- [Work request] Report every line of the listing below in which the string "yellow" occurs.

- [Dataset extract]
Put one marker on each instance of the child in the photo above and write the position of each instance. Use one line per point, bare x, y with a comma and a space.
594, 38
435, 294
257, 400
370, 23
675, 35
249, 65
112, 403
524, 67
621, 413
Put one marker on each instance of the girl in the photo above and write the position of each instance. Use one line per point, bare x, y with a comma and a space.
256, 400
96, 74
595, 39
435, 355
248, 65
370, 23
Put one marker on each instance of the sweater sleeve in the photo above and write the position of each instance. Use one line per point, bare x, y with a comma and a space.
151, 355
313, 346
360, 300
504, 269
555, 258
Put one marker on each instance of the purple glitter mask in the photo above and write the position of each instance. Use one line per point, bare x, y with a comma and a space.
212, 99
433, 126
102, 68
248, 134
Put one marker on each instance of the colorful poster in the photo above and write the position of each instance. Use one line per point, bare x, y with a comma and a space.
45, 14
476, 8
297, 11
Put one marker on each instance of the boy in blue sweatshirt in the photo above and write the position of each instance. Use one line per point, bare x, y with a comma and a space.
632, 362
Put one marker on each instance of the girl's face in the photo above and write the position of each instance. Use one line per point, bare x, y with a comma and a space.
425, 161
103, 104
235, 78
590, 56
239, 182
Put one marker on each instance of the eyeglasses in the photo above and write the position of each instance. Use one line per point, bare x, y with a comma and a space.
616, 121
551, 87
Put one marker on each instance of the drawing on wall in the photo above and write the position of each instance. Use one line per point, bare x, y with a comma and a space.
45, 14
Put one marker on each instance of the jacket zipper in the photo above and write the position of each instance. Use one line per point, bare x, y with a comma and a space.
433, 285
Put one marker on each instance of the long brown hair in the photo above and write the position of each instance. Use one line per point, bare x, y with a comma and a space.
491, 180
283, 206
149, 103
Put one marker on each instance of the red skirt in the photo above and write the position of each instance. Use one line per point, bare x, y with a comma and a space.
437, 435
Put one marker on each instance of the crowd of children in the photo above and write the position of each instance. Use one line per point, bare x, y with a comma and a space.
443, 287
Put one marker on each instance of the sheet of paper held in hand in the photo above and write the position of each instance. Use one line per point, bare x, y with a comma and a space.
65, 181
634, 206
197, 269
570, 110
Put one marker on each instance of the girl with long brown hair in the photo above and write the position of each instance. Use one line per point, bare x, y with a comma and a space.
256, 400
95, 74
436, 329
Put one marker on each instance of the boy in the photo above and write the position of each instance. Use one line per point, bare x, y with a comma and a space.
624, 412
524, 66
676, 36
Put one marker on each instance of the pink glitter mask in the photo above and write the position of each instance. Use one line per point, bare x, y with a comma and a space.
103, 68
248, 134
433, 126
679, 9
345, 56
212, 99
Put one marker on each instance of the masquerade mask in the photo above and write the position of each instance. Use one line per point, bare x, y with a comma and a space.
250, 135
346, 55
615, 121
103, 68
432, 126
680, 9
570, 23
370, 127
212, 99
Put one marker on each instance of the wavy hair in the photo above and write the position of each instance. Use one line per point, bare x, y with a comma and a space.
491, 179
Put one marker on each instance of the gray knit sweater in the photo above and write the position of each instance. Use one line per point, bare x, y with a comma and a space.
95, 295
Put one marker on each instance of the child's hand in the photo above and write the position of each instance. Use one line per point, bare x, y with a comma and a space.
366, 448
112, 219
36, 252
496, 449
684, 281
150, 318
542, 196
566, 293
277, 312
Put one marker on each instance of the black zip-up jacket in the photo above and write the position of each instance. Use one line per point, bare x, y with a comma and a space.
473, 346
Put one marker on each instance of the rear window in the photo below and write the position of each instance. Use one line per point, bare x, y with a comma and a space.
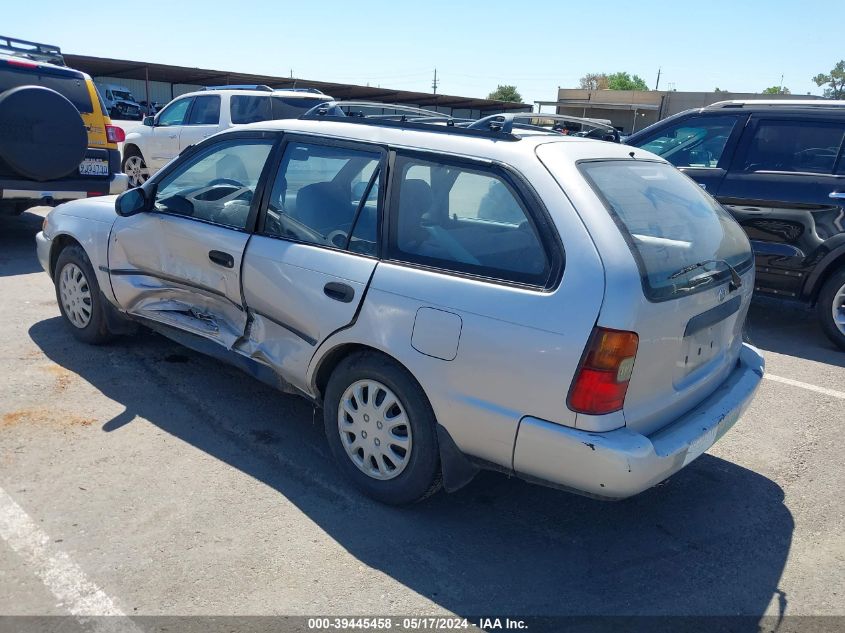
670, 225
293, 107
65, 83
249, 109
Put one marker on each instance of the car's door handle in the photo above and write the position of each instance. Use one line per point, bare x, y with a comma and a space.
339, 292
222, 259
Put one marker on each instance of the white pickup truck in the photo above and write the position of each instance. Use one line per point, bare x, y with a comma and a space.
191, 117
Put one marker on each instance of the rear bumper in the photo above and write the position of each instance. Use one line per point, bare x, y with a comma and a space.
622, 463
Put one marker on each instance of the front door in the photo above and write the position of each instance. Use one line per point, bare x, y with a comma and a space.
179, 263
779, 188
306, 270
164, 137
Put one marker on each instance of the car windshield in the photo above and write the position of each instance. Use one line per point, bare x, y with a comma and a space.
679, 235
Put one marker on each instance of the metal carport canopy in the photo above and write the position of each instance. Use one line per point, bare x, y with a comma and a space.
106, 67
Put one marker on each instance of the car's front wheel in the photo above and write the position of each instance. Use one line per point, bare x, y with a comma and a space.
831, 308
135, 167
78, 294
381, 429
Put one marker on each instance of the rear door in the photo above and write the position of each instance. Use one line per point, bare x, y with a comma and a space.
783, 189
180, 263
164, 137
202, 120
700, 145
306, 270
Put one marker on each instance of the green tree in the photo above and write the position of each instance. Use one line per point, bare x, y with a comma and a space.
624, 81
835, 79
506, 93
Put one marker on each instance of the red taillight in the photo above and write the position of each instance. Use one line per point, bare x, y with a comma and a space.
115, 134
605, 370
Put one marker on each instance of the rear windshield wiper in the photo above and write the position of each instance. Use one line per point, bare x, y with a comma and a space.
736, 280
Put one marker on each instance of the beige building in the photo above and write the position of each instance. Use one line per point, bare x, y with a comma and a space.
632, 110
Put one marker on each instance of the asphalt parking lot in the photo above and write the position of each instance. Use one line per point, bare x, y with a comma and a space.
144, 478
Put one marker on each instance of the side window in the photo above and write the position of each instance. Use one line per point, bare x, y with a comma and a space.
216, 185
318, 197
174, 114
694, 142
206, 111
464, 219
249, 109
797, 146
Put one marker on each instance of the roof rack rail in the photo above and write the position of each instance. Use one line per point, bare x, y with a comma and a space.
804, 103
32, 50
507, 122
310, 90
260, 87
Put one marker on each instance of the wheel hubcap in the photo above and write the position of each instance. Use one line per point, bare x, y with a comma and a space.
136, 170
75, 294
374, 429
838, 308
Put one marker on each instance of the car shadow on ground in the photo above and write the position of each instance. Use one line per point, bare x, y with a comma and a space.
712, 540
787, 327
17, 244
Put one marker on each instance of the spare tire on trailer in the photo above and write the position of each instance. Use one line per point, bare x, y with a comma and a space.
42, 135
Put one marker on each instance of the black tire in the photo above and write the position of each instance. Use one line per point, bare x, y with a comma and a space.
131, 152
96, 331
421, 476
44, 137
824, 307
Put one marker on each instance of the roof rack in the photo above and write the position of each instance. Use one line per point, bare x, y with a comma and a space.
499, 126
804, 103
260, 87
31, 50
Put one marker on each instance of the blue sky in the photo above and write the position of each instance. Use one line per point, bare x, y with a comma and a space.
741, 46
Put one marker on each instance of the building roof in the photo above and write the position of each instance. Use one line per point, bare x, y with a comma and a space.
106, 67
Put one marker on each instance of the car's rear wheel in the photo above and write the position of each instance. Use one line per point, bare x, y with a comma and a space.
381, 429
831, 308
78, 294
135, 167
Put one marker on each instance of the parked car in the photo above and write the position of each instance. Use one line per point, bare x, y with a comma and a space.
57, 143
585, 333
778, 167
190, 118
119, 102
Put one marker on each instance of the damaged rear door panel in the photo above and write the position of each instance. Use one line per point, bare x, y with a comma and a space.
180, 262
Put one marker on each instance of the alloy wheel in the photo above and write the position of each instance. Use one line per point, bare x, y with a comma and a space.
137, 171
76, 296
374, 429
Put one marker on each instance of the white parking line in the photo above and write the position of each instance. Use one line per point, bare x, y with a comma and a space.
57, 571
807, 386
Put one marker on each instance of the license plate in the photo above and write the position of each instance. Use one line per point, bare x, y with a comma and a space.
94, 167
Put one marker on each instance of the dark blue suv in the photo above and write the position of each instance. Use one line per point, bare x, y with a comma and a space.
778, 167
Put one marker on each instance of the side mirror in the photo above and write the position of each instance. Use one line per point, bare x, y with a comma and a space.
131, 202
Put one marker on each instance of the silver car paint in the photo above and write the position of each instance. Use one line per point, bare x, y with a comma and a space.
517, 350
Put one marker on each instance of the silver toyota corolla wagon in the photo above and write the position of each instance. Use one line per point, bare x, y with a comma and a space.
453, 295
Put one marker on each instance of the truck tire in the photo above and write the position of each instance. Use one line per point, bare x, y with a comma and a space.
42, 135
831, 307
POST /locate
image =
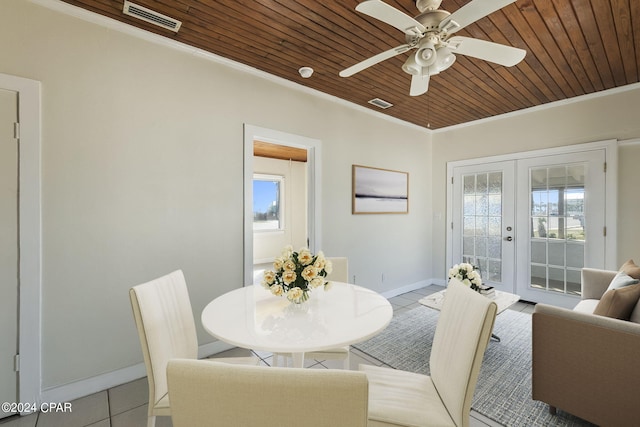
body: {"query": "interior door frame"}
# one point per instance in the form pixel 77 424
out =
pixel 313 147
pixel 611 189
pixel 30 238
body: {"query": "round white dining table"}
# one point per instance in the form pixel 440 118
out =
pixel 252 317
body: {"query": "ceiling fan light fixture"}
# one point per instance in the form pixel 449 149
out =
pixel 426 54
pixel 410 66
pixel 445 59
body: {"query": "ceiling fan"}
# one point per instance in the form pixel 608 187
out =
pixel 430 33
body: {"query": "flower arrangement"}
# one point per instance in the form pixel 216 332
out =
pixel 295 274
pixel 467 274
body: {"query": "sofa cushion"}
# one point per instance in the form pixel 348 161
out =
pixel 631 269
pixel 621 280
pixel 586 306
pixel 618 303
pixel 635 314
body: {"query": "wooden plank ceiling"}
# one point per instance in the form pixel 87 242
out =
pixel 574 47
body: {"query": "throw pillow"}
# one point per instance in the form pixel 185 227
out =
pixel 618 303
pixel 631 269
pixel 621 280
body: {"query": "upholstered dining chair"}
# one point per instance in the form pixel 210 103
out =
pixel 164 319
pixel 217 394
pixel 339 273
pixel 400 398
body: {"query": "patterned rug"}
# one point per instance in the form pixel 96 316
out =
pixel 503 393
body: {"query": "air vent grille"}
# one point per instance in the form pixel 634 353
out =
pixel 151 16
pixel 380 103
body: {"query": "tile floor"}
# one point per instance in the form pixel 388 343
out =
pixel 126 405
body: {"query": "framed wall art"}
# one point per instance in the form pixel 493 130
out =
pixel 378 191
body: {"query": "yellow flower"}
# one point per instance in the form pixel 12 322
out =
pixel 289 276
pixel 309 273
pixel 269 277
pixel 305 256
pixel 289 265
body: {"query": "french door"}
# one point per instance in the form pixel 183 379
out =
pixel 530 224
pixel 484 221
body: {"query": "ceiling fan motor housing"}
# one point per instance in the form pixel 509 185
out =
pixel 423 5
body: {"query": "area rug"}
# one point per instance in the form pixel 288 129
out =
pixel 503 392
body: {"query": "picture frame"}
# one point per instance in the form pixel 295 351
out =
pixel 379 191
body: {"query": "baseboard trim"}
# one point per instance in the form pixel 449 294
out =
pixel 412 287
pixel 88 386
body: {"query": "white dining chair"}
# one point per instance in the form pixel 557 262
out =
pixel 400 398
pixel 339 273
pixel 217 394
pixel 164 319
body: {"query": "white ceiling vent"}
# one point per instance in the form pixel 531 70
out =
pixel 380 103
pixel 151 16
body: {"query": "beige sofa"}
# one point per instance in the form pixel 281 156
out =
pixel 585 364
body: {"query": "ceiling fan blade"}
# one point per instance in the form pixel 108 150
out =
pixel 374 60
pixel 392 16
pixel 419 84
pixel 488 51
pixel 470 13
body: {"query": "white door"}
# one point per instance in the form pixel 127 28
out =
pixel 531 224
pixel 483 221
pixel 561 220
pixel 8 246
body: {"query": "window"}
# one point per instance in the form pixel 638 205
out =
pixel 268 191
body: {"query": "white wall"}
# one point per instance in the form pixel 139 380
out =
pixel 613 115
pixel 142 157
pixel 268 244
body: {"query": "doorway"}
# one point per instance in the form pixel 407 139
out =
pixel 9 244
pixel 531 222
pixel 313 180
pixel 29 232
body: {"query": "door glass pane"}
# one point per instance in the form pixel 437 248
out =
pixel 267 201
pixel 482 223
pixel 557 227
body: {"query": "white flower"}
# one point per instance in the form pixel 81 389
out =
pixel 278 263
pixel 269 277
pixel 287 252
pixel 289 276
pixel 309 273
pixel 289 265
pixel 305 257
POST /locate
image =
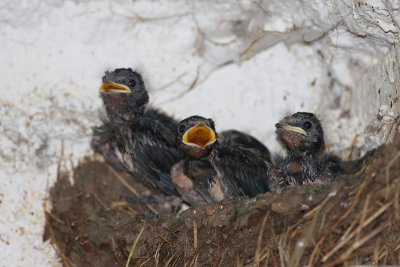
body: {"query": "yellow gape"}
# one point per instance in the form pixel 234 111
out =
pixel 115 87
pixel 200 136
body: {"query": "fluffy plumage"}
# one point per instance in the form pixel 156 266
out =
pixel 305 162
pixel 213 171
pixel 134 137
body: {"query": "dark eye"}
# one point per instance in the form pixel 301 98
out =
pixel 307 125
pixel 132 83
pixel 182 128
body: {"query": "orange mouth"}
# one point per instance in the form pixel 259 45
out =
pixel 200 136
pixel 115 87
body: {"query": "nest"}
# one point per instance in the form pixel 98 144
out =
pixel 355 220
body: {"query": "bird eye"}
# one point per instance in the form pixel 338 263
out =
pixel 307 125
pixel 182 128
pixel 132 83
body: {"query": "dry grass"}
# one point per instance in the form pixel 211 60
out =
pixel 354 221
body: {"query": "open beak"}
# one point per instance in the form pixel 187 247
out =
pixel 200 136
pixel 115 87
pixel 287 127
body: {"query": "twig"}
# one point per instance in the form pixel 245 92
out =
pixel 134 246
pixel 259 240
pixel 133 190
pixel 195 235
pixel 358 244
pixel 390 164
pixel 350 236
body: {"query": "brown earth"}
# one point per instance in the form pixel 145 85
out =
pixel 355 220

- [Solved exercise]
body: {"query": "yellow flower"}
body: {"query": "yellow gape"}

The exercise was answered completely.